> [TASK PROMPT] Can you give the lines of the records below as a Markdown table with a "Row" column numbering each line and a "Text" column holding it, leaving out blank lines?

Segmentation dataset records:
************
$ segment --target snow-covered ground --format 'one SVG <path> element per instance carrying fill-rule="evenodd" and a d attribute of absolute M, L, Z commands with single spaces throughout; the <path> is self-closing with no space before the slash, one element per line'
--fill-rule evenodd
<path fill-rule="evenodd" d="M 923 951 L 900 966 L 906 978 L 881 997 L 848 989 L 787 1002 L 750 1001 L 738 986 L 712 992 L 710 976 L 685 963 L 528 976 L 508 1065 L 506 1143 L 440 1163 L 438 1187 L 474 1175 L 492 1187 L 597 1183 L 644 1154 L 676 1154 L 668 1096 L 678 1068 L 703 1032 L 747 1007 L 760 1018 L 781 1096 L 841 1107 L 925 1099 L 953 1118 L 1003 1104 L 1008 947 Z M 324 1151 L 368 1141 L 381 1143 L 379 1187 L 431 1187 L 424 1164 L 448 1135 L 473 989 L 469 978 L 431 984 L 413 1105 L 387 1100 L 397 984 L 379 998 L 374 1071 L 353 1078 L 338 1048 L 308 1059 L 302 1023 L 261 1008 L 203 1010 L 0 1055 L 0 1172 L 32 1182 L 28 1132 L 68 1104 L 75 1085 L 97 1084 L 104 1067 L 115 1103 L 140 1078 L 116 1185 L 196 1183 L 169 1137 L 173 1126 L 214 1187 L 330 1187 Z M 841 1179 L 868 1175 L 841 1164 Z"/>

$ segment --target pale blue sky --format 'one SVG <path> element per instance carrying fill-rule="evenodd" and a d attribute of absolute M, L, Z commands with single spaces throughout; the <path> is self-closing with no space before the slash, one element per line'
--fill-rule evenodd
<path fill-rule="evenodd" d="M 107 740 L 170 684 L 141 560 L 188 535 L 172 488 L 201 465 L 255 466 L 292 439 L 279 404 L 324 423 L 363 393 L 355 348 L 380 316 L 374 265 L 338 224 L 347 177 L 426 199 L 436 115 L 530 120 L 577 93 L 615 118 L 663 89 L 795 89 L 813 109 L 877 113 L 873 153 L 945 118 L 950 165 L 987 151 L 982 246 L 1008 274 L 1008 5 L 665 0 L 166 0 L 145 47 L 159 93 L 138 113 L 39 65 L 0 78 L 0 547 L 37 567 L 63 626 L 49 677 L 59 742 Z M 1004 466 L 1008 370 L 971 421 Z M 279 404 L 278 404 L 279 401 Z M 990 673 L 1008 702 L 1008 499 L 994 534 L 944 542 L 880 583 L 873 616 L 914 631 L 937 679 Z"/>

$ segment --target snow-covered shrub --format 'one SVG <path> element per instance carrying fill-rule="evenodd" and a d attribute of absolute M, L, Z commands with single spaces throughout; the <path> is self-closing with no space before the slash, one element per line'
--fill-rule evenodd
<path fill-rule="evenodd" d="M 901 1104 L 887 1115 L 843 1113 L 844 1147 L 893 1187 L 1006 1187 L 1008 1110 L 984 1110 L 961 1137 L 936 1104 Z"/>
************
> [RESPONSE TO THIS TASK]
| Row | Text |
|---|---|
| 1 | $ segment --target snow-covered ground --format 'one SVG <path> element per instance carrying fill-rule="evenodd" and a d attribute of absolute M, L, Z commands with single spaces throughout; the <path> is self-closing with no space before the slash, one element per line' |
| 2 | --fill-rule evenodd |
| 3 | <path fill-rule="evenodd" d="M 923 951 L 900 966 L 906 978 L 881 997 L 848 989 L 787 1002 L 750 1001 L 738 986 L 712 992 L 710 976 L 685 963 L 528 976 L 508 1065 L 506 1143 L 440 1163 L 438 1187 L 474 1175 L 492 1187 L 597 1183 L 644 1154 L 676 1154 L 668 1096 L 678 1068 L 703 1032 L 747 1007 L 760 1018 L 781 1096 L 841 1107 L 925 1099 L 953 1118 L 1003 1104 L 1008 947 Z M 324 1151 L 368 1141 L 381 1143 L 379 1187 L 431 1187 L 424 1164 L 448 1135 L 473 989 L 469 978 L 431 984 L 413 1105 L 387 1100 L 397 984 L 379 998 L 374 1071 L 353 1078 L 338 1048 L 308 1059 L 302 1023 L 261 1008 L 203 1010 L 0 1055 L 0 1172 L 32 1182 L 28 1132 L 68 1104 L 75 1085 L 97 1084 L 104 1067 L 115 1103 L 140 1078 L 116 1185 L 196 1183 L 169 1137 L 173 1126 L 214 1187 L 330 1187 Z M 841 1179 L 868 1175 L 841 1164 Z"/> |
| 4 | $ segment --target pale blue sky --format 'one SVG <path> element per instance carrying fill-rule="evenodd" and a d attribute of absolute M, L, Z commands with single spaces throughout; the <path> is self-closing with no space before the slash, one element per line' |
| 5 | --fill-rule evenodd |
| 6 | <path fill-rule="evenodd" d="M 107 740 L 170 684 L 141 560 L 188 535 L 172 488 L 201 465 L 255 466 L 292 439 L 279 404 L 324 423 L 363 393 L 355 348 L 380 316 L 374 265 L 338 224 L 347 177 L 426 199 L 436 115 L 530 120 L 577 93 L 615 118 L 663 89 L 795 89 L 813 109 L 877 113 L 873 153 L 945 118 L 950 165 L 987 151 L 982 246 L 1008 274 L 1008 5 L 665 0 L 166 0 L 145 47 L 159 93 L 138 113 L 39 65 L 0 78 L 0 547 L 37 567 L 63 626 L 49 677 L 59 742 Z M 1004 466 L 1008 370 L 971 421 Z M 279 404 L 278 404 L 279 401 Z M 990 673 L 1008 702 L 1008 499 L 994 534 L 944 542 L 880 583 L 873 616 L 914 631 L 937 679 Z"/> |
| 7 | $ segment --target snow-covered shrub --format 'one SVG <path> element per instance carrying fill-rule="evenodd" and a d attribute of absolute M, L, Z commands with single spaces throughout; the <path> is self-closing with no space before the slash, one element per line' |
| 8 | --fill-rule evenodd |
| 9 | <path fill-rule="evenodd" d="M 901 1104 L 887 1115 L 843 1113 L 844 1147 L 893 1187 L 1006 1187 L 1008 1110 L 984 1110 L 961 1137 L 936 1104 Z"/> |